## What is needed
Could you continue the forum debate about race, genetics and skin tone, picking up right after its last quoted passage?

## Text provided
*-*-*

Not quite right. Of course modern Western people are in average taller than previous generations because of better nutrition. However, even under comparable nutrition conditions there are taller and shorter ethnic groups, based on genotype.



> But if the selection is done through social pressures, then it's hardly biological.


The result is the same: Genetic divergence, biological difference. I believe that in history of mankind properties like dark skin or sickle-cell anaemia developed not because of social preference but by natural selection. Emotional and subconscious preference of certain traits is nothing "non-biological" as long as it is not enforced on people, but a result of physiological processes. Birds prefer birds with a certain song or certain color -- whether this is programmed or active behaviour does not matter at all for the outcome.



> Which means that different traits are, more often than not, inherited independently from each other. They do not come in neat natural bundles.


There are a lot of independent features, but there are also a lot of bundled features. Every anatomist can detect e.g. African-Black bone structure, head shape or genetic information. You need to focus on common and not on distinguishing features. I am absolutely aware that there are a lot of factors that determine what and how an individual is that have nothing at all to do with race or ethnic origin.



> People claim that races are natural, biological, genetic. Skin tone is one of the main physical traits used to differentiate races. --> Therefore, if skin tone is so intimately tied to race, and there is a unique "black" race, there should be genes responsible for dark skin that exist only (or overwhelmingly) in that race, and not (or scarcely) in other human populations. When you look at a globe and think about the actual distribution of skin tone, though, you are left wondering: how did those hypothetical "black genes" get from Africa to Southern India, and then to Southeast Asia and Australia, _leaving such little trace of them in between those regions_?

*-*-*

## The data
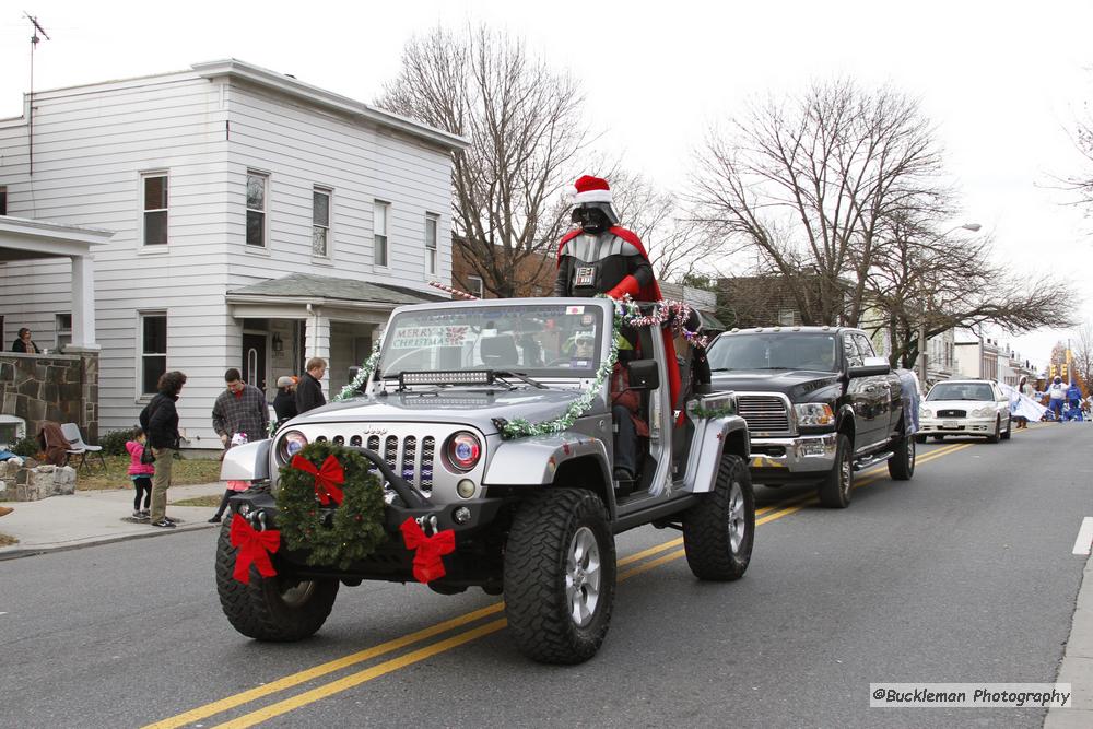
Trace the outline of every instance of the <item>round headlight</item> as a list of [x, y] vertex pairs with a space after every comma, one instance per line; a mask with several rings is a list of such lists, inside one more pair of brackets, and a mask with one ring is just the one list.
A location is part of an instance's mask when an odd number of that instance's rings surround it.
[[444, 448], [448, 466], [457, 471], [469, 471], [482, 457], [482, 444], [473, 433], [460, 431], [448, 438]]
[[292, 457], [303, 450], [306, 445], [307, 436], [299, 431], [289, 431], [281, 436], [281, 440], [278, 442], [278, 456], [281, 457], [282, 462], [287, 463], [292, 460]]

*-*-*

## Exercise result
You are right. But black skin color can be a feature of certain races and it is absent in several other races. Black skin color or short height, red hair or flat noses can develop independently in many regions. Of course, "black skin color" is not a unique racial feature common to all dark colored people. No one believes that, I suppose.

Kajjo


----------



## Outsider

Kajjo said:


> Not quite right. Of course modern Western people are in average taller than previous generations because of better nutrition. However, even under comparable nutrition conditions there are taller and shorter ethnic groups, based on genotype.


Maybe. But here are some intriguing observations (from Gould's book, if I remember well):

- The shortest human populations in the world are black Africans. But so are the tallest ones. If height gives an indication of race, then black Africans should make at least two races.
- We're all familiar with the stereotype that East Asians are shorter on average than Europeans. In the early 20th century, when the US started to get significant immigration from East Asia, anthropological studies were carried out where immigrants from those areas were measured. Not surprisingly, they were found to be shorter on average than white Americans. Years later, when they went to look at the children of those immigrants, they found that, while they were still shorter on average than white Americans, they were taller than both their parents (we're talking about couples where both spouses were immigrants from the same part of the globe). And the grandchildren were taller than the children of the original immigrants. This trend has been observed in many different groups of immigrants, and for other variables, such as skull measurements.



Kajjo said:


> There are a lot of independent features, but there are also a lot of bundled features. Every anatomist can detect e.g. African-Black bone structure, head shape or genetic information. You need to focus on common and not on distinguishing features. I am absolutely aware that there are a lot of factors that determine what and how an individual is that have nothing at all to do with race or ethnic origin.


I've read a bit about forensic anthropology, and let's just say that I'm not convinced that what they're actually measuring is race as the word is commonly understood. But it's a delicate topic of which I do not know much, so I will say no more on that.



Kajjo said:


> You are right. But black skin color can be a feature of certain races and it is absent in several other races. Black skin color or short height, red hair or flat noses can develop independently in many regions.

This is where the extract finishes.